The input start
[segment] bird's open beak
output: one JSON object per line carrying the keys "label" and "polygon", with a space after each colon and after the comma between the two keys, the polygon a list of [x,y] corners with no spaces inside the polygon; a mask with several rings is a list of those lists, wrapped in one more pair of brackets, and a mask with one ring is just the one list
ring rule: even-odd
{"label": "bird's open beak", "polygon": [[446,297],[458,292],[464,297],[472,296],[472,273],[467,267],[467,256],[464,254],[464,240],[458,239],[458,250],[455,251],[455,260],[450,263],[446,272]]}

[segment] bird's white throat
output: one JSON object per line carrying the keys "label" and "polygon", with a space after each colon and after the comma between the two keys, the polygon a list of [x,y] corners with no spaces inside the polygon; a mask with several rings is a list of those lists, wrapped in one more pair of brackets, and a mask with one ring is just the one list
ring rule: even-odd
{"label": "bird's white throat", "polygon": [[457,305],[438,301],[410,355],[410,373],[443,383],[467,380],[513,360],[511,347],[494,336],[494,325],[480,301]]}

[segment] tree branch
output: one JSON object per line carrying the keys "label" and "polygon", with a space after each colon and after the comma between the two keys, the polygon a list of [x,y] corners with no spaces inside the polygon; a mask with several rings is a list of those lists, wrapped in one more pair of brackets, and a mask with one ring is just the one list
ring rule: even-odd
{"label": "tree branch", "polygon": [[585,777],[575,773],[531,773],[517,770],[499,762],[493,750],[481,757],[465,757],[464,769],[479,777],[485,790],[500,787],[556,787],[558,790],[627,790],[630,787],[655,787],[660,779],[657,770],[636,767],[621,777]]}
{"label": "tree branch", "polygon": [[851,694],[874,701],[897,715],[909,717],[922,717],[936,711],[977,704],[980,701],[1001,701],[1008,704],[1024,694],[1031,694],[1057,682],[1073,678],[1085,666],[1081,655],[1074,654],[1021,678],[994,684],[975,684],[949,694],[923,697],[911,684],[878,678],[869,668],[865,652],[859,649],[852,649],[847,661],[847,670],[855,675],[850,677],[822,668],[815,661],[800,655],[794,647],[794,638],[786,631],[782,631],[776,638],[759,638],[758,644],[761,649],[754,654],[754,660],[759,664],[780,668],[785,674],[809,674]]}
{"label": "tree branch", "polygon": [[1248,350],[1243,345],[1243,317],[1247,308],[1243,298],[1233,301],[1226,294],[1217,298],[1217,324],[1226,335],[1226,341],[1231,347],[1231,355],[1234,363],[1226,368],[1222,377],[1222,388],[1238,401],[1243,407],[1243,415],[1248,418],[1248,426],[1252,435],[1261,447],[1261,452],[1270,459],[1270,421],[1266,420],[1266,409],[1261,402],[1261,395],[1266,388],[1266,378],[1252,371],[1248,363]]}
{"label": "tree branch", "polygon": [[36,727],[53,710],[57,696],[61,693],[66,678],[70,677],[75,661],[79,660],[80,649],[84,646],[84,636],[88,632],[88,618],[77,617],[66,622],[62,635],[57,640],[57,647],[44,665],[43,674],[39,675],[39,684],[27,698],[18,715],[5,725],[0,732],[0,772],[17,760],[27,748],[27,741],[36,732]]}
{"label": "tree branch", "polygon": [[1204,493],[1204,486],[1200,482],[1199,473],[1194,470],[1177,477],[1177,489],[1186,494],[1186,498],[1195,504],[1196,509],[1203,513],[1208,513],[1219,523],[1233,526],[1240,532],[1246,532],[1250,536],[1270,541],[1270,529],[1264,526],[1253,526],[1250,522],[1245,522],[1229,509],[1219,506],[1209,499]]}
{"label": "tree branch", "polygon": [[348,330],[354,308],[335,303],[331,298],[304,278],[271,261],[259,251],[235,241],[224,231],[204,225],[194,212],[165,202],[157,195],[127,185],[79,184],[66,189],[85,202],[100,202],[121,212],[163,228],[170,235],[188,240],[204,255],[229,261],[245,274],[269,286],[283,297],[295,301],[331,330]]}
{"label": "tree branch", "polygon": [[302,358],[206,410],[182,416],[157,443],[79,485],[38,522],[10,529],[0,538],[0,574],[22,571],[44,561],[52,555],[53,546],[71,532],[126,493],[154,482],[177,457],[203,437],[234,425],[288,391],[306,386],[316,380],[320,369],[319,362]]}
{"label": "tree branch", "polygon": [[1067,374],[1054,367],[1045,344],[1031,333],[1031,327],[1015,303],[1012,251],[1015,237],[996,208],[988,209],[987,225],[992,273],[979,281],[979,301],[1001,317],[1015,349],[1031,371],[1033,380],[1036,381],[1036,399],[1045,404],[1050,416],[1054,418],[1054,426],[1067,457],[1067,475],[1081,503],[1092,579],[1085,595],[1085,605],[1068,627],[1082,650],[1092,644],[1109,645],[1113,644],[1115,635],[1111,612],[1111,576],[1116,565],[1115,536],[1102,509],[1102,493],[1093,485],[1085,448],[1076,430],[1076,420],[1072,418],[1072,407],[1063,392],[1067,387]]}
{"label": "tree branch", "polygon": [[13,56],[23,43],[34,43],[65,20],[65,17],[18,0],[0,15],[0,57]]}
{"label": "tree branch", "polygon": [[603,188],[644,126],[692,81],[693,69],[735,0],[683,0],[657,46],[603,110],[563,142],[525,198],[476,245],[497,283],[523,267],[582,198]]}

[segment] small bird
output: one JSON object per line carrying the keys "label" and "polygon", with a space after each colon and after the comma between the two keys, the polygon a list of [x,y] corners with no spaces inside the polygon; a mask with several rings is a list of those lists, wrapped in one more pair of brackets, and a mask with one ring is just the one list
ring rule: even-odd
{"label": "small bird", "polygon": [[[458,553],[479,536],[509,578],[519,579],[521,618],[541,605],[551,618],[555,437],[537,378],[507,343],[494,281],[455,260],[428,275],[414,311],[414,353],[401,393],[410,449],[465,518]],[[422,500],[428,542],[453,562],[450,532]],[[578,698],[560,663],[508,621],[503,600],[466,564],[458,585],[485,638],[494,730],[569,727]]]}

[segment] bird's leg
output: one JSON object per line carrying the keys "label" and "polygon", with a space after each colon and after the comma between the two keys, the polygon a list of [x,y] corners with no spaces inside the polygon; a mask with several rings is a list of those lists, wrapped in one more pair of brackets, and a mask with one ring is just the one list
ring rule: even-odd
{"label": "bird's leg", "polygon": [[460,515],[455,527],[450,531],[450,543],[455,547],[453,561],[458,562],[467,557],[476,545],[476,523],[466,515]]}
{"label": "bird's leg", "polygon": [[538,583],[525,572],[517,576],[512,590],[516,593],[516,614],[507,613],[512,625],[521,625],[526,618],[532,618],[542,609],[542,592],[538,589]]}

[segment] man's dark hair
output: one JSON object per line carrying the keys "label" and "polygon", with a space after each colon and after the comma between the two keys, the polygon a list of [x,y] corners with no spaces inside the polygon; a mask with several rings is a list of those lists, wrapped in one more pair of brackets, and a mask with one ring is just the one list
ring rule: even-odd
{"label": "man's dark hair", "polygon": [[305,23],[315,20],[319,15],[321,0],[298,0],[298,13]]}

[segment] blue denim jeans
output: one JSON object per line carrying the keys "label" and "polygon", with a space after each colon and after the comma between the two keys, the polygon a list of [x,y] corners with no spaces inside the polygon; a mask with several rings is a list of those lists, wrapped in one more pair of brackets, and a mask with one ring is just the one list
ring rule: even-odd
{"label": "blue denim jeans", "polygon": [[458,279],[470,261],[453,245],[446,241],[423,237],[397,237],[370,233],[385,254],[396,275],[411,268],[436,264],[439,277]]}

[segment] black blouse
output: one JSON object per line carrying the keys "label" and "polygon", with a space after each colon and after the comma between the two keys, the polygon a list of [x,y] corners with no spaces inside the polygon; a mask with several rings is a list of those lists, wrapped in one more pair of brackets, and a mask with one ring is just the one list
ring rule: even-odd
The input end
:: Task requirements ::
Format every line of the data above as a JSON list of strings, with one string per line and blank lines omitted.

:: Reply ::
[
  "[segment] bird's open beak",
  "output: one JSON object per line carrying the keys \"label\" and \"polygon\", with a space after each colon and after the comma between the two keys, the polygon a list of [x,y] corners with no spaces inside the polygon; a mask with several rings is a list of those lists, wrapped in one more pair of brackets, and a mask with one ring is just the one list",
  "ring rule: even-odd",
  "{\"label\": \"bird's open beak\", \"polygon\": [[446,297],[458,292],[464,297],[472,296],[472,273],[467,267],[467,256],[464,254],[464,240],[458,239],[458,250],[455,251],[455,260],[450,263],[446,272]]}",
  "[segment] bird's white throat",
  "output: one JSON object per line carrying the keys \"label\" and \"polygon\", with a space after each colon and after the comma between the two keys, the polygon a list of [x,y] corners with no spaces inside the polygon; a mask with several rings is a list of those lists, wrapped in one more pair of brackets, and a mask with one ring is just the one list",
  "ring rule: even-odd",
  "{\"label\": \"bird's white throat\", \"polygon\": [[457,305],[438,301],[410,355],[410,373],[443,383],[467,380],[513,360],[511,347],[494,336],[494,325],[480,301]]}",
  "[segment] tree branch",
  "output: one JSON object per line carrying the keys \"label\" and \"polygon\", with a space after each colon and after the comma between the two keys, the polygon a list of [x,y] corners with no spaces inside the polygon; a mask with several rings is a list of those lists, wrapped in one more pair of brackets, and a mask with one ring is just the one list",
  "ring rule: even-odd",
  "{\"label\": \"tree branch\", \"polygon\": [[585,777],[575,773],[531,773],[517,770],[499,762],[493,750],[481,757],[465,757],[464,769],[479,777],[485,790],[500,787],[556,787],[558,790],[627,790],[630,787],[655,787],[660,779],[657,770],[636,767],[621,777]]}",
  "{\"label\": \"tree branch\", \"polygon\": [[851,694],[874,701],[897,715],[909,717],[922,717],[936,711],[977,704],[980,701],[1001,701],[1008,704],[1024,694],[1031,694],[1057,682],[1073,678],[1085,666],[1081,655],[1074,654],[1021,678],[994,684],[975,684],[949,694],[923,697],[911,684],[878,678],[869,668],[865,652],[859,649],[852,649],[847,661],[847,670],[855,675],[850,677],[822,668],[815,661],[800,655],[794,647],[794,638],[786,631],[782,631],[776,638],[759,638],[758,644],[761,649],[754,654],[754,660],[759,664],[780,668],[785,674],[809,674]]}",
  "{\"label\": \"tree branch\", \"polygon\": [[1248,350],[1243,345],[1243,317],[1247,308],[1243,298],[1233,301],[1226,294],[1217,298],[1217,324],[1226,335],[1226,341],[1231,347],[1231,355],[1234,363],[1226,368],[1222,377],[1222,388],[1238,401],[1243,407],[1243,415],[1248,418],[1248,426],[1252,435],[1261,447],[1261,452],[1270,459],[1270,421],[1266,420],[1266,409],[1261,402],[1261,395],[1266,388],[1266,378],[1252,371],[1248,363]]}",
  "{\"label\": \"tree branch\", \"polygon\": [[36,727],[53,710],[57,696],[61,693],[66,678],[70,677],[75,661],[79,660],[80,649],[84,646],[84,636],[88,632],[88,618],[77,617],[66,622],[62,635],[57,640],[57,647],[44,665],[43,674],[39,675],[39,684],[27,698],[18,715],[5,725],[0,732],[0,772],[17,760],[27,748],[27,741],[36,732]]}",
  "{\"label\": \"tree branch\", \"polygon\": [[1204,493],[1204,486],[1200,482],[1199,473],[1194,470],[1177,477],[1177,489],[1186,494],[1186,498],[1195,504],[1196,509],[1203,513],[1208,513],[1219,523],[1233,526],[1240,532],[1246,532],[1250,536],[1270,541],[1270,529],[1264,526],[1253,526],[1250,522],[1245,522],[1229,509],[1219,506],[1209,499]]}",
  "{\"label\": \"tree branch\", \"polygon\": [[348,330],[354,308],[335,303],[331,298],[304,278],[271,261],[259,251],[235,241],[224,231],[204,225],[194,212],[165,202],[157,195],[127,185],[79,184],[66,189],[85,202],[100,202],[121,212],[163,228],[170,235],[188,240],[204,255],[229,261],[245,274],[269,286],[283,297],[295,301],[331,330]]}",
  "{\"label\": \"tree branch\", \"polygon\": [[302,358],[206,410],[182,416],[157,443],[79,485],[38,522],[10,529],[0,538],[0,574],[22,571],[44,561],[52,555],[53,546],[71,532],[126,493],[154,482],[177,457],[203,437],[234,425],[288,391],[306,386],[316,380],[320,369],[319,362]]}",
  "{\"label\": \"tree branch\", \"polygon\": [[1067,374],[1054,367],[1045,344],[1031,333],[1031,327],[1015,303],[1012,251],[1015,237],[996,208],[988,209],[987,225],[992,273],[979,281],[979,301],[1001,317],[1015,349],[1031,371],[1033,380],[1036,381],[1036,399],[1045,404],[1050,416],[1054,418],[1054,426],[1067,457],[1067,475],[1081,503],[1092,579],[1085,595],[1085,605],[1068,627],[1082,650],[1092,644],[1109,645],[1113,644],[1115,635],[1111,612],[1111,576],[1116,565],[1115,536],[1102,509],[1102,493],[1093,485],[1085,448],[1076,430],[1076,420],[1072,418],[1072,407],[1063,392],[1067,387]]}",
  "{\"label\": \"tree branch\", \"polygon\": [[13,56],[23,43],[34,43],[65,20],[65,17],[18,0],[0,15],[0,57]]}",
  "{\"label\": \"tree branch\", \"polygon\": [[603,188],[644,126],[692,81],[693,69],[735,0],[683,0],[657,46],[603,110],[563,142],[525,198],[476,245],[497,283],[523,267],[582,198]]}",
  "[segment] small bird",
  "output: one JSON object per line carrying the keys \"label\" and \"polygon\", with a space after each colon and after the comma between the two keys, the polygon a list of [x,y] corners with no spaces inside the polygon; a mask with several rings is a list of those lists, wrapped in one more pair of brackets, and a mask with one ring is just the one list",
  "ring rule: even-odd",
  "{\"label\": \"small bird\", \"polygon\": [[[458,553],[479,536],[509,578],[519,579],[521,618],[541,605],[551,618],[555,437],[537,378],[507,343],[494,281],[455,260],[428,275],[414,311],[414,353],[401,393],[410,449],[465,518]],[[422,500],[428,542],[453,562],[450,532]],[[578,698],[560,663],[508,621],[503,600],[466,564],[458,585],[485,638],[494,730],[569,727]]]}",
  "[segment] bird's leg",
  "output: one JSON object per line carrying the keys \"label\" and \"polygon\", with a space after each colon and after the comma between the two keys, the polygon a list of [x,y] corners with no spaces inside the polygon; a mask with several rings is a list of those lists, wrapped in one more pair of brackets, and a mask with one ring is just the one list",
  "ring rule: even-odd",
  "{\"label\": \"bird's leg\", \"polygon\": [[460,515],[455,527],[450,531],[450,543],[455,547],[453,561],[458,562],[467,557],[476,545],[476,523],[466,515]]}",
  "{\"label\": \"bird's leg\", \"polygon\": [[538,583],[525,572],[517,576],[512,590],[516,593],[516,614],[507,613],[512,625],[521,625],[526,618],[532,618],[542,609],[542,592],[538,589]]}",
  "[segment] man's dark hair",
  "output: one JSON object per line carrying the keys \"label\" and \"polygon\", with a space after each colon and after the comma between the two keys, the polygon a list of [x,y] corners with no spaces inside the polygon; a mask with several rings is a list of those lists, wrapped in one more pair of brackets, and a mask with one ring is just the one list",
  "ring rule: even-odd",
  "{\"label\": \"man's dark hair\", \"polygon\": [[305,23],[315,20],[319,15],[321,0],[298,0],[298,13]]}",
  "[segment] blue denim jeans",
  "output: one JSON object per line carrying the keys \"label\" and \"polygon\", with a space after each colon and after the comma between the two keys, the polygon a list of [x,y] corners with no spaces inside the polygon; a mask with several rings is a list of those lists, wrapped in one more pair of brackets, and a mask with one ring is just the one list",
  "ring rule: even-odd",
  "{\"label\": \"blue denim jeans\", \"polygon\": [[458,279],[470,261],[453,245],[446,241],[423,237],[397,237],[370,233],[385,254],[396,275],[411,268],[436,264],[439,277]]}",
  "[segment] black blouse",
  "output: one JSON object per line carrying the keys \"label\" and \"polygon\", with a space after each colon and after the comma between the two keys, the polygon a list of [x,y] corners with no spaces inside the polygon; a mask with several rings is a list of those lists, wrapped in one more pair of brackets, and a mask with one ring is just the one list",
  "ring rule: even-odd"
]